━━━ Text shown ━━━
Paragraphics

A paragraphic is a form of literary writing that attempts to critique common expressions or unusual habits in order to illuminate a deeper meaning behind them. Often, the expressions we use or the habits we act out, are uttered or expressed without an awareness of their deeper significance.  The hope is that, through an elucidation on the meaning of these phrases and habits, one can find a greater wisdom in regard to living and understanding life.

Windshield Wipers

Sometimes when we are driving in the rain with the windshield wipers on, it takes a while before one realizes that that windshield wipers are still on despite the rain having stopped falling minutes ago. Our eyes become adjusted to the movement and are able to ignore it while driving. But eventually we recognize the rain has stopped and so we turn the blades off.

Something similar occurs in regard to many habits or tendencies in one’s life, habits that a person once used or adopted in order to navigate through a particular part of life. Many times, these experiences were difficult and the tendencies we adopted to help alleviate a certain set of conditions, ends up taking a long time for us to learn to let go of.

In many ways counseling or therapy can be characterized as the turning “off” or letting go of tendencies or tools we learned to use that no longer serve us or are no longer necessary. Many of our psychological defenses were once needed in order to get through life but no longer serve us, or they become problematic as they continue to be used to ward off threats or obstacles that are no longer there.

One can reflect on their life and discover what they continue to use that is no longer necessary; what “windshield wipers” in one’s life remain “on” despite the fact that it is no longer raining?

“Women Are Never Satisfied!”

Many men often complain that the women they date or are married to are never satisfied. However, it may be the case that women appear to be never satisfied because most men are unable and unwilling to truly love them. The little complaints that arise and the petty arguments that build up are fueled by a woman’s sense that the man she is with could be loving her more truly, more passionately, and most importantly, more fearlessly than what she feels.
━━━ Records supplied ━━━
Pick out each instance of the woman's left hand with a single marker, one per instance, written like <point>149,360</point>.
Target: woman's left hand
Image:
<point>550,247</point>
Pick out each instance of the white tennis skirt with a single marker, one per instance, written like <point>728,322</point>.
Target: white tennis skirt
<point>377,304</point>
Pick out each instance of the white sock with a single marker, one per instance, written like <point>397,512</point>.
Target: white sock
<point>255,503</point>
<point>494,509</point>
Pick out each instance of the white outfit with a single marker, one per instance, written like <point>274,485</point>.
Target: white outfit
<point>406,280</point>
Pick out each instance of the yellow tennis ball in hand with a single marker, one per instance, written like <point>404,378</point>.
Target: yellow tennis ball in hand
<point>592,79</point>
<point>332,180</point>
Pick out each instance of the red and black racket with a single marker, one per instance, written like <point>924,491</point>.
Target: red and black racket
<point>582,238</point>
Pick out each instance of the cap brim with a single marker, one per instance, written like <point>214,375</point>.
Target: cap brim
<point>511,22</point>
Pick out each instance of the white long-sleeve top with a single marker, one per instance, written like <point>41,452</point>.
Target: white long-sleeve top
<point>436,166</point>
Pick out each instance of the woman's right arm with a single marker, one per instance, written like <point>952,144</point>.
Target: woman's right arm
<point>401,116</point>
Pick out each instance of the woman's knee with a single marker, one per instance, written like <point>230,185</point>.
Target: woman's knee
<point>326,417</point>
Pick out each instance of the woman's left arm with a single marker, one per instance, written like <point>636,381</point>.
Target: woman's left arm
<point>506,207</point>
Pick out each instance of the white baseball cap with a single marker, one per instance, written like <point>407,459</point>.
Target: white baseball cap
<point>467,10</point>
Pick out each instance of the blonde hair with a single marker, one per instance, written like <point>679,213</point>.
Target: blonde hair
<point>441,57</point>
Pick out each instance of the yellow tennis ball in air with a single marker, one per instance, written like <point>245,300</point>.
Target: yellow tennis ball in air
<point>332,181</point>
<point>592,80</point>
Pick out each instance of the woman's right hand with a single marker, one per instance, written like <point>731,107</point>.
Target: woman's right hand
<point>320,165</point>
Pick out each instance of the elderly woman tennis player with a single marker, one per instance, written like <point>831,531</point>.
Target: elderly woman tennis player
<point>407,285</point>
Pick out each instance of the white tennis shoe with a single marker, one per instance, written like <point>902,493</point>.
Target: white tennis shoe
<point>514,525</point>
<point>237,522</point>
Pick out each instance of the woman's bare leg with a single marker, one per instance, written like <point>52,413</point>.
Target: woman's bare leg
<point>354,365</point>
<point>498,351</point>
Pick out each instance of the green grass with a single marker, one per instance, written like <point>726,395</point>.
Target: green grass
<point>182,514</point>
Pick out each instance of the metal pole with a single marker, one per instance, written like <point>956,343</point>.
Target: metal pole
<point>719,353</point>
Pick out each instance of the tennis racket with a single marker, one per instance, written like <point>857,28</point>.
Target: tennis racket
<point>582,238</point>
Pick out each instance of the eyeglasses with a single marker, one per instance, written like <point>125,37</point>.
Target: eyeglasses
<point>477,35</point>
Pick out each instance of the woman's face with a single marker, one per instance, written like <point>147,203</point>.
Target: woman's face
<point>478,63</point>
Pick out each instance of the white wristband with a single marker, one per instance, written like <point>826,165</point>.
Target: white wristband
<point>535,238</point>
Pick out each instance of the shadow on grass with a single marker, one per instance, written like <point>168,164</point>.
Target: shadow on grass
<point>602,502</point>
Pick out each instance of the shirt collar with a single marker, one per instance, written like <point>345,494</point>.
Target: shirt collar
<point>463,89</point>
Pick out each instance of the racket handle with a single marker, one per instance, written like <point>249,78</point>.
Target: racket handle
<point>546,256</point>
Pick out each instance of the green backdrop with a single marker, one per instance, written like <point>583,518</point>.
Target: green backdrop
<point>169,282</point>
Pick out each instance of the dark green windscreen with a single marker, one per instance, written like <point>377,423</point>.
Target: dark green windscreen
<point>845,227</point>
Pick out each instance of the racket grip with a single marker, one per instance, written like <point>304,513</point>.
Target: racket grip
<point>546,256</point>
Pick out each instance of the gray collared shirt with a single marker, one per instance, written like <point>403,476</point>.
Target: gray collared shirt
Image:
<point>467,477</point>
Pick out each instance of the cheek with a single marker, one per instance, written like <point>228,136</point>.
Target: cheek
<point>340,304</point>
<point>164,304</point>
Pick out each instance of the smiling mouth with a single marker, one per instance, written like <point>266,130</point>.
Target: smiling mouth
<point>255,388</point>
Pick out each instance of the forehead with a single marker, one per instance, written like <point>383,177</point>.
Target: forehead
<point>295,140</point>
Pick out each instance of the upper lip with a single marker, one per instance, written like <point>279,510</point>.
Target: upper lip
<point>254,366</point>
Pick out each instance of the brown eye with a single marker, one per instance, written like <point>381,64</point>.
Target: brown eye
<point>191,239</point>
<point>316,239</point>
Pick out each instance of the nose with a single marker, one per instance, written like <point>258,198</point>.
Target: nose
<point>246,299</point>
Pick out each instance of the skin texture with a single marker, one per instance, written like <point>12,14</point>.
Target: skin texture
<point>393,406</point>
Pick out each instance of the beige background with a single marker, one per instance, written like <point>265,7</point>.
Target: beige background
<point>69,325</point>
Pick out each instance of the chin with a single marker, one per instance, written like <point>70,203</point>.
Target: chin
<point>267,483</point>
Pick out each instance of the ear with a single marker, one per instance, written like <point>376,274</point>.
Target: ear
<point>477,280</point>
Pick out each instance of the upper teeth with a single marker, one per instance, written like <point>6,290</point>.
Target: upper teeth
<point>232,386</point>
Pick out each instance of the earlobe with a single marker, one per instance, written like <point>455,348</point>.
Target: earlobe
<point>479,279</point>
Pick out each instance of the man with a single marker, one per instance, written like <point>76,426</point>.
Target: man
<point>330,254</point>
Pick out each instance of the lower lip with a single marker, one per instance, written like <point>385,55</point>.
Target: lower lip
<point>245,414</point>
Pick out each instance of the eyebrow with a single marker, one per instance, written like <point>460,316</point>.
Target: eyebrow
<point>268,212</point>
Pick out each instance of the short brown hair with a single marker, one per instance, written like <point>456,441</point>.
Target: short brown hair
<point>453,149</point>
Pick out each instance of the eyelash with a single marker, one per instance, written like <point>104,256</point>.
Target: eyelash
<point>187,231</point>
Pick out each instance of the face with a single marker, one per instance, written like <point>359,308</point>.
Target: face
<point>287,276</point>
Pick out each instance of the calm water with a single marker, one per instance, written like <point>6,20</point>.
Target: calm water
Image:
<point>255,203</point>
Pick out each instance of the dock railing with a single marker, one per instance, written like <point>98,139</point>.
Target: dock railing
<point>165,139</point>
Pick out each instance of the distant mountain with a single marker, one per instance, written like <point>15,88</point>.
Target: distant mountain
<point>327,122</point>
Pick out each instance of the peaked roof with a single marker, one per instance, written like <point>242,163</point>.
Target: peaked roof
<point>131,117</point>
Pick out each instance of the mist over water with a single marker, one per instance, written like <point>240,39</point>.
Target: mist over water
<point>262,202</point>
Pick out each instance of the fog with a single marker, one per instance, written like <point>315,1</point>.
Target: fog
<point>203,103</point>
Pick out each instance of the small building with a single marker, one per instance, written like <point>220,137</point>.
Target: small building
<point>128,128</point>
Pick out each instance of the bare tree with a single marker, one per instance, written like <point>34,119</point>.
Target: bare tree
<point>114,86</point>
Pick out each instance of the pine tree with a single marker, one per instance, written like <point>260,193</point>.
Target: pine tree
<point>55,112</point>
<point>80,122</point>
━━━
§ **Activity list**
1: Can you duplicate, word for word, the piece on paragraphics from "Many men often" to "what she feels."?
2: Could you pick up the piece on paragraphics where it stops and keep writing it?
The material above comes from a separate source.

§ **Responses to the tasks**
1:
Many men often complain that the women they date or are married to are never satisfied. However, it may be the case that women appear to be never satisfied because most men are unable and unwilling to truly love them. The little complaints that arise and the petty arguments that build up are fueled by a woman’s sense that the man she is with could be loving her more truly, more passionately, and most importantly, more fearlessly than what she feels.

2:
Often, she brings up small and trivial issues because she cannot bring herself to state the real problem for fear of making the situation worse and losing out on the little love she is receiving. The men in these situations do not understand because they have tried their best with the knowledge they have. Unfortunately, what they know is quite limited. For the truth is that deep down, they fear loving more fully because of having been wounded in past relationships.

A woman can be content once the man she is with surrenders fearlessly to the living passion inside of him that yearns to prostrate himself before her inner divinity. For her part, a woman must surrender to her inner divinity and not settle for what is not worthy of her, even if it means periods of solitude without a partner. Nor must she seek vengeance in those moments of having been hurt or not fully loved. Anything less than simply moving forward in strength, grace, and dignity is below her.

Letting Go

“Just let go” is a command that is often expressed. Most everyone, to some degree, has experienced what this means; most of us have let go of something emotionally burdensome from our pasts, even if that thing may not be as highly charged as others.

To let go is gradually to put distance between what we are and what we sometimes have. What we are is a life, life itself, and it exists in every moment, perpetually, without worry. What we sometimes have are emotions. Note the use of the word have. That is, although we speak in terms of being a specific emotion, i.e. I am angry, I am sad, I am lonely, these emotions are in truth not representative of what we truly are. We hold onto them; they become our skin, when they are actually just clothes. What we have also includes experiences, the things that happen to us.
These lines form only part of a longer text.